**TASK BRIEF**
Among the entries that follow, how many lines contain the word "uniform"? Give the number alone.

--- START ---

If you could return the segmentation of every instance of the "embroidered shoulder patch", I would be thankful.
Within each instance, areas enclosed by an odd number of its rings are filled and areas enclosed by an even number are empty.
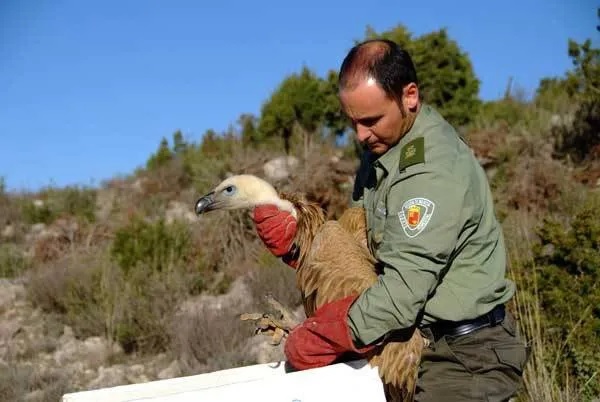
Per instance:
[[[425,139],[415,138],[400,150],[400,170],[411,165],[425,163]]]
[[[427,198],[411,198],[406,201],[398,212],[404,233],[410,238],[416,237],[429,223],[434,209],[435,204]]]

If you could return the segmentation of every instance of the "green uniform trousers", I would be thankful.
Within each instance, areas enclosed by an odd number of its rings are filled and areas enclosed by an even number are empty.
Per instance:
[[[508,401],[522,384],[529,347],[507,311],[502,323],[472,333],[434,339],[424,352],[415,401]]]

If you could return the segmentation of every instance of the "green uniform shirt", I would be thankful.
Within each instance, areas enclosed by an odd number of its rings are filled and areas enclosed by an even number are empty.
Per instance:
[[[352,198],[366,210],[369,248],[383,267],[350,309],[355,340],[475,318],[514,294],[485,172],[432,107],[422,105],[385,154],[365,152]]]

--- END ---

**RESULT FOR THIS EXERCISE**
2